**Recorded information**.
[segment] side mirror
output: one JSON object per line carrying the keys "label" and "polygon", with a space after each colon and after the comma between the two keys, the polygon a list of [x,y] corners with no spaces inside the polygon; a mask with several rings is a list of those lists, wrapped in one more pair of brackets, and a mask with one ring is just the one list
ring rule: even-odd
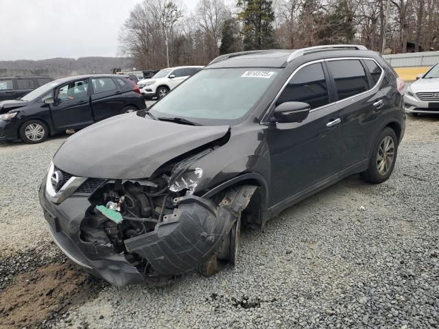
{"label": "side mirror", "polygon": [[311,106],[301,101],[285,101],[274,109],[272,121],[302,122],[308,117]]}
{"label": "side mirror", "polygon": [[45,99],[44,102],[46,104],[53,104],[55,103],[55,99],[54,97],[47,97]]}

**Exercise**. Select and copy each line of the data above that contains the string "polygon". Case matters.

**Right answer**.
output: one JSON object per line carrying the keys "label" and "polygon", with a space after each colon and after the comma between the two keys, the polygon a list of [x,y] corners with no spaces inside the polygon; a mask with several rings is a list of those lists, wrapped in one more pair of brackets, and a mask with one ring is just the one list
{"label": "side mirror", "polygon": [[311,106],[301,101],[285,101],[274,109],[272,121],[302,122],[308,117]]}
{"label": "side mirror", "polygon": [[45,99],[44,102],[46,104],[53,104],[55,103],[55,99],[54,97],[47,97]]}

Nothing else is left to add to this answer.